======== Passage shown

BUSH:  I‘m glad people of faith voted in this election.  I‘m glad—I appreciate all people who voted.  And I don‘t think you ought to read anything into the politics, the moment, about whether or not this nation will become a divided nation over religion.





BUSH:  The great tradition of America is one where people can worship the way they want to worship.  And if they choose not to worship, they‘re just as patriotic as your neighbor.


NORVILLE:  That was President Bush speaking just two days after the election, talking about faith in America.

Back with my guests, the president of the Pew Research Center, Andrew Kohut, and Michael Bocian, a Democratic pollster, senior associate at Greenberg Quinlan Rosner Research.

Michael, I‘m kind of curious.  How did it end up that liberals somehow got portrayed as being anti-religion or devoid of religion?

BOCIAN:  Well, it was a strategy of the Republicans to portray themselves as the party of faith and the Democrats as the non-religious party.  In reality, a majority of Americans of all parties are religious and believe in God.  And even those who don‘t have moral values that they stand by.  So it was a strategy here, and somewhat successful.

That said, I think we can have a middle-of-the-road strategy.  The majority of Americans are middle of the road and agree on many of these issues, and the Republicans risk overstepping, as the Gingrich Republicans did in ‘94.  They read into their victory a bigger mandate than they had.  In this case, Bush got 51 percent of the vote, just barely a majority, and they do run the risk.  I hope that they‘ll play the middle of the road angle here.

NORVILLE:  Well, I wonder...

BOCIAN:  But it‘s increasingly difficult.

================

Task prompt :: Set down, word for word, everything in the interview transcript from "BUSH:  The great" down to "as your neighbor.".

======== Provided records

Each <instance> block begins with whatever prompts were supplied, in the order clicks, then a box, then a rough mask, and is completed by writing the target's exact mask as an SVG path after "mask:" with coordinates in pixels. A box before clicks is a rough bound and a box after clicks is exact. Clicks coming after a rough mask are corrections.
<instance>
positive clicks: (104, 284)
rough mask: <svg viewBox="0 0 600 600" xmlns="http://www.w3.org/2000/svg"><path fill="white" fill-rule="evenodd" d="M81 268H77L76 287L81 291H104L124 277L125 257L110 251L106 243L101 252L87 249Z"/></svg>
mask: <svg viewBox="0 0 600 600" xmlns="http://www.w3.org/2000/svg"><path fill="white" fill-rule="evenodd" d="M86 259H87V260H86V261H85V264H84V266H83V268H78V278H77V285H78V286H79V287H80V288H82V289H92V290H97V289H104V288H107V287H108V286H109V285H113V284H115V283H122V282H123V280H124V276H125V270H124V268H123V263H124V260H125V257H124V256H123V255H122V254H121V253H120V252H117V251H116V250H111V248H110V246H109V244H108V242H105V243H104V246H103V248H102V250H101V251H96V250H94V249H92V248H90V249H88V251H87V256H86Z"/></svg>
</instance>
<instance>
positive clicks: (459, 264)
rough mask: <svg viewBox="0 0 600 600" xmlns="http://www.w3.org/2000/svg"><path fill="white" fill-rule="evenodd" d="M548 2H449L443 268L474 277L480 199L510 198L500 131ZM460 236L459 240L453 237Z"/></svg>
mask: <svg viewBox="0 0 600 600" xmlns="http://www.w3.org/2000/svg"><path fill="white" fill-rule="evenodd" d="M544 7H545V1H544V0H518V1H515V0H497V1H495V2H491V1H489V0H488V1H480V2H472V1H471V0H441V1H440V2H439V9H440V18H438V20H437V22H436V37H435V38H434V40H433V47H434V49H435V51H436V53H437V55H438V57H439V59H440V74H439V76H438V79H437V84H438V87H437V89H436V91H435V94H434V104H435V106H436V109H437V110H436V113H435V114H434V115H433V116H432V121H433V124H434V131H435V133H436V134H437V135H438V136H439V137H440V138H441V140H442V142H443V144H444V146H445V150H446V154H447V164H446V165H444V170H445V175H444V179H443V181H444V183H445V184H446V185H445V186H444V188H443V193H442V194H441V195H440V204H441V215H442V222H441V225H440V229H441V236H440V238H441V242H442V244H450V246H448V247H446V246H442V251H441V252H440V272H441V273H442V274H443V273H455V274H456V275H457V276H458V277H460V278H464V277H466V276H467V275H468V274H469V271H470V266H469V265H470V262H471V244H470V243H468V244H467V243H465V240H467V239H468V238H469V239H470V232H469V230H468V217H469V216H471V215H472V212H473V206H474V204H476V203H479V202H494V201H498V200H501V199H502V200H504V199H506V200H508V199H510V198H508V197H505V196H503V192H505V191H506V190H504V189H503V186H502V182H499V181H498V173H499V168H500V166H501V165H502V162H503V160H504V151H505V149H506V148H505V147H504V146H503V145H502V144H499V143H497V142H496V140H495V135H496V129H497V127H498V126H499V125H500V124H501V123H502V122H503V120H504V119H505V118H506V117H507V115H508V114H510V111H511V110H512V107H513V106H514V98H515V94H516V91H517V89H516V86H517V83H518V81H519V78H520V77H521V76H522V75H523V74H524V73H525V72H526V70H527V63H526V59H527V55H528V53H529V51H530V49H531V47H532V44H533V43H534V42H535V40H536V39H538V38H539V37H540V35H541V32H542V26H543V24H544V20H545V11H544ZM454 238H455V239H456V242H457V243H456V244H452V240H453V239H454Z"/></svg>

================

Answer section ::
BUSH:  The great tradition of America is one where people can worship the way they want to worship.  And if they choose not to worship, they‘re just as patriotic as your neighbor.